→ **TEXT SHOWN**
● ● ● ● ●

# Schnauzer mix that looks more like a Hav..



## rdanielle (Sep 2, 2008)

So, I was scouting out Petfinder for my best friend who lives in FL. Suprisingly, not too many Havs down there. I came across this guy & I think they're mistaken what breed he is. What do u guys think?

http://www.petfinder.com/petnote/displaypet.cgi?petid=14481792


----------



## Sheri (Oct 11, 2008)

Whoa, he looks like Hav to me from that photo!


----------



## pjewel (Apr 11, 2007)

I see no schnauzer in him. He looks like a hav to me.


----------



## mellowbo (Aug 12, 2007)

I vote Havanese!
Carole


----------



## rdanielle (Sep 2, 2008)

yeah, I'm goin to email them. I'm fwding this to my friend  I wish he was a girl bc my friend has a grouchy 6 year old male Shih Tzu..

● ● ● ● ●

→ **SUPPLIED ENTRIES**
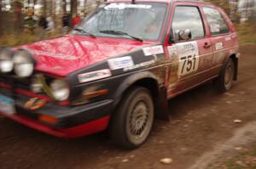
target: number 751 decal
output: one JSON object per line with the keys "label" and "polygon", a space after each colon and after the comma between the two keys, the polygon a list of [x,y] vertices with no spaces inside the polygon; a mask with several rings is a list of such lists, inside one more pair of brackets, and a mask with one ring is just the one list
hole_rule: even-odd
{"label": "number 751 decal", "polygon": [[199,50],[195,41],[176,44],[178,54],[178,77],[197,70],[199,65]]}
{"label": "number 751 decal", "polygon": [[196,54],[183,56],[179,60],[178,73],[179,76],[183,76],[198,69],[199,58]]}

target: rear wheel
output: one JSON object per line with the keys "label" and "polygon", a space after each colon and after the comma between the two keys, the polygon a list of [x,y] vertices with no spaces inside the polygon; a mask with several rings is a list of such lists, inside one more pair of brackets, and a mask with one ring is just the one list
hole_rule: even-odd
{"label": "rear wheel", "polygon": [[135,87],[128,91],[110,124],[112,140],[125,149],[135,149],[148,138],[154,122],[154,104],[149,91]]}
{"label": "rear wheel", "polygon": [[230,90],[233,84],[235,75],[235,65],[231,58],[226,62],[220,76],[218,79],[218,88],[220,92],[226,92]]}

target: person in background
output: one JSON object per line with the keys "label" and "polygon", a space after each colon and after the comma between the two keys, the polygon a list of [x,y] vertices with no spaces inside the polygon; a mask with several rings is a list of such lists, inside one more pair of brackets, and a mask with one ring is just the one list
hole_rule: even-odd
{"label": "person in background", "polygon": [[24,18],[25,25],[26,31],[29,32],[33,32],[37,27],[37,22],[38,18],[34,14],[34,11],[31,8],[27,8],[26,11],[26,16]]}
{"label": "person in background", "polygon": [[64,34],[67,34],[69,30],[69,20],[70,17],[68,14],[65,14],[62,16],[62,31]]}
{"label": "person in background", "polygon": [[55,22],[54,22],[53,19],[50,16],[46,18],[46,21],[47,21],[46,31],[49,33],[52,33],[55,31]]}
{"label": "person in background", "polygon": [[45,37],[45,31],[47,28],[47,20],[44,15],[40,16],[38,28],[39,40],[43,40]]}
{"label": "person in background", "polygon": [[81,21],[80,17],[79,16],[79,14],[76,14],[76,16],[72,20],[72,27],[74,27],[76,25],[80,23],[80,21]]}
{"label": "person in background", "polygon": [[46,17],[42,15],[39,19],[38,26],[44,30],[47,28]]}

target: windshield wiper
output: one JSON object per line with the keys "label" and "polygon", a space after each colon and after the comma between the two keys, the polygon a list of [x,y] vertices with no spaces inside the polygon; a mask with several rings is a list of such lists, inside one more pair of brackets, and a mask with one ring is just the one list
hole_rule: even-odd
{"label": "windshield wiper", "polygon": [[95,35],[93,35],[92,33],[90,33],[90,32],[86,31],[85,30],[84,30],[82,28],[74,28],[73,30],[76,31],[79,31],[81,33],[84,33],[86,35],[89,35],[90,37],[92,37],[94,38],[96,37]]}
{"label": "windshield wiper", "polygon": [[143,42],[143,40],[140,37],[134,37],[132,35],[130,35],[126,32],[124,31],[114,31],[114,30],[104,30],[104,31],[100,31],[101,33],[106,33],[106,34],[111,34],[111,35],[124,35],[127,36],[129,37],[131,37],[137,41]]}

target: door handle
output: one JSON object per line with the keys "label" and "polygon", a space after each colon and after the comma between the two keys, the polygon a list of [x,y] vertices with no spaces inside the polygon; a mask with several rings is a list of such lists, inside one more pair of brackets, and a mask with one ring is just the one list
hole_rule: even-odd
{"label": "door handle", "polygon": [[205,48],[209,48],[210,47],[212,47],[212,44],[210,44],[208,42],[205,42],[205,45],[204,45]]}

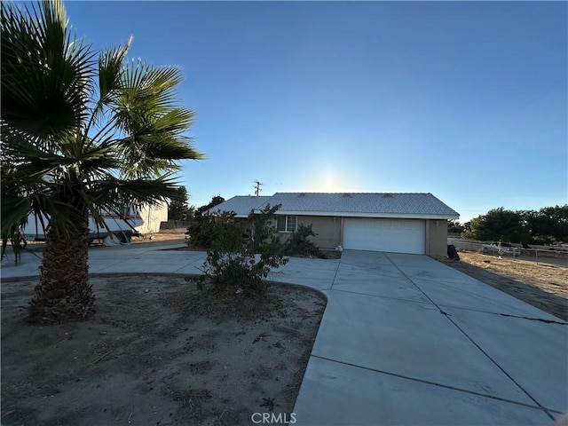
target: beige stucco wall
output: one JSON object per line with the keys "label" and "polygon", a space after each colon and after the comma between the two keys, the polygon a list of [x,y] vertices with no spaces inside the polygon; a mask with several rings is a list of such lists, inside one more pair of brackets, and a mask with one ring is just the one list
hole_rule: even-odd
{"label": "beige stucco wall", "polygon": [[[327,217],[319,216],[298,216],[300,224],[312,225],[312,231],[318,234],[312,238],[313,242],[323,249],[335,248],[342,244],[343,217]],[[446,256],[447,253],[447,220],[425,220],[426,247],[425,254],[429,256]],[[289,233],[280,233],[282,241],[287,241]]]}
{"label": "beige stucco wall", "polygon": [[318,235],[312,238],[320,248],[335,248],[341,241],[341,217],[299,216],[298,225],[312,225]]}
{"label": "beige stucco wall", "polygon": [[164,203],[157,205],[145,205],[138,209],[142,217],[142,225],[136,227],[141,233],[159,233],[160,224],[168,220],[168,205]]}
{"label": "beige stucco wall", "polygon": [[[312,230],[318,235],[311,237],[316,246],[320,248],[335,248],[341,241],[341,217],[327,217],[320,216],[298,216],[297,225],[308,226],[312,225]],[[272,223],[276,226],[275,223]],[[290,233],[279,233],[280,240],[287,241]]]}
{"label": "beige stucco wall", "polygon": [[426,221],[426,254],[447,256],[447,220]]}

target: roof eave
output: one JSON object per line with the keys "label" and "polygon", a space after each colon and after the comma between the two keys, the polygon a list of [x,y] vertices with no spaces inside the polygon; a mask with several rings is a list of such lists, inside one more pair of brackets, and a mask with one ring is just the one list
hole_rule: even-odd
{"label": "roof eave", "polygon": [[[259,214],[259,209],[255,209],[255,214]],[[433,219],[449,220],[459,219],[460,215],[440,214],[440,213],[362,213],[351,211],[298,211],[298,210],[278,210],[276,215],[288,216],[324,216],[334,217],[373,217],[373,218],[398,218],[398,219]]]}

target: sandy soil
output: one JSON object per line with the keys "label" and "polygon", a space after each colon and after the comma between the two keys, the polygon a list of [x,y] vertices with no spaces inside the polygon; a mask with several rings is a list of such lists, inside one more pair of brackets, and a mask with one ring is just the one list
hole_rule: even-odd
{"label": "sandy soil", "polygon": [[238,425],[290,420],[325,308],[316,291],[272,285],[223,299],[180,276],[91,279],[97,313],[26,322],[35,282],[2,283],[2,424]]}
{"label": "sandy soil", "polygon": [[461,261],[438,260],[568,320],[568,264],[556,264],[461,251]]}

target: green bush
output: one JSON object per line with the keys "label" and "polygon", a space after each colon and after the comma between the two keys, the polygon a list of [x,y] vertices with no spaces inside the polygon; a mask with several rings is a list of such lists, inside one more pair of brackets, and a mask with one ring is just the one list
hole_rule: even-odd
{"label": "green bush", "polygon": [[267,206],[248,221],[236,222],[234,215],[228,215],[212,223],[203,272],[215,290],[266,295],[268,273],[288,261],[284,257],[286,246],[271,223],[279,207]]}
{"label": "green bush", "polygon": [[189,247],[209,248],[218,232],[219,224],[233,224],[233,212],[224,212],[221,216],[198,216],[195,224],[187,228],[185,240]]}
{"label": "green bush", "polygon": [[290,235],[286,253],[291,256],[320,256],[320,248],[313,241],[308,240],[308,238],[316,237],[317,235],[312,230],[312,225],[307,226],[300,225]]}

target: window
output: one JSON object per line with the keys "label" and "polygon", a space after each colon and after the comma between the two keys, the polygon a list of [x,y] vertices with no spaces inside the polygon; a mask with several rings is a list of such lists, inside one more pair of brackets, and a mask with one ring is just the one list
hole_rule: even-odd
{"label": "window", "polygon": [[280,233],[293,233],[296,231],[297,218],[296,216],[278,216],[276,229]]}
{"label": "window", "polygon": [[131,215],[131,205],[121,202],[118,206],[118,215],[121,219],[130,219]]}

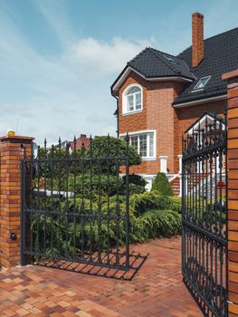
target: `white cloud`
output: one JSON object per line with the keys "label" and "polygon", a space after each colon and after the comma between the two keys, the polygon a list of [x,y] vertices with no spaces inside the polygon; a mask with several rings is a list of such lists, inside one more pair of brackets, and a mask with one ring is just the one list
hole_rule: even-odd
{"label": "white cloud", "polygon": [[65,59],[80,72],[90,72],[93,76],[107,76],[120,72],[128,61],[153,42],[153,38],[131,42],[114,37],[106,43],[89,37],[73,43]]}

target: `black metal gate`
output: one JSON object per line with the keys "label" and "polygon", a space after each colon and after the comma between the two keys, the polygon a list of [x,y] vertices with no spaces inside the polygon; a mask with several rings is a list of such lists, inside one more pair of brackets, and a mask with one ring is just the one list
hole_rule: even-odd
{"label": "black metal gate", "polygon": [[80,150],[76,139],[51,148],[45,140],[23,159],[22,264],[129,268],[129,142],[99,139]]}
{"label": "black metal gate", "polygon": [[226,134],[205,113],[183,139],[182,274],[205,316],[227,316]]}

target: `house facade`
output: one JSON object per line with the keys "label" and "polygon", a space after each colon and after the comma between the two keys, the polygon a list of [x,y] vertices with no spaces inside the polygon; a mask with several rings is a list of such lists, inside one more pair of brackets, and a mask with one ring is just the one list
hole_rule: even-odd
{"label": "house facade", "polygon": [[167,173],[179,194],[182,136],[205,112],[223,115],[222,74],[238,66],[238,28],[204,39],[204,16],[192,15],[192,45],[174,56],[151,47],[129,61],[111,85],[118,100],[118,134],[129,135],[142,164],[130,168],[149,189]]}

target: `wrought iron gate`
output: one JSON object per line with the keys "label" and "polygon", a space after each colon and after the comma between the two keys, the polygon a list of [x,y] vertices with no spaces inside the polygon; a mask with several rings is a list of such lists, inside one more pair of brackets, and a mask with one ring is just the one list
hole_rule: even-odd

● ● ● ● ●

→ **WORK TO COMPLETE**
(1) In the forum thread about the dog on Petfinder, what breed is the friend's grouchy 6-year-old male dog?
(2) Retype the part of the forum thread starting with "# Schnauzer mix" and going on through "u guys think?".

→ **ANSWERS PER TASK**
(1) A Shih Tzu.

(2)
# Schnauzer mix that looks more like a Hav..



## rdanielle (Sep 2, 2008)

So, I was scouting out Petfinder for my best friend who lives in FL. Suprisingly, not too many Havs down there. I came across this guy & I think they're mistaken what breed he is. What do u guys think?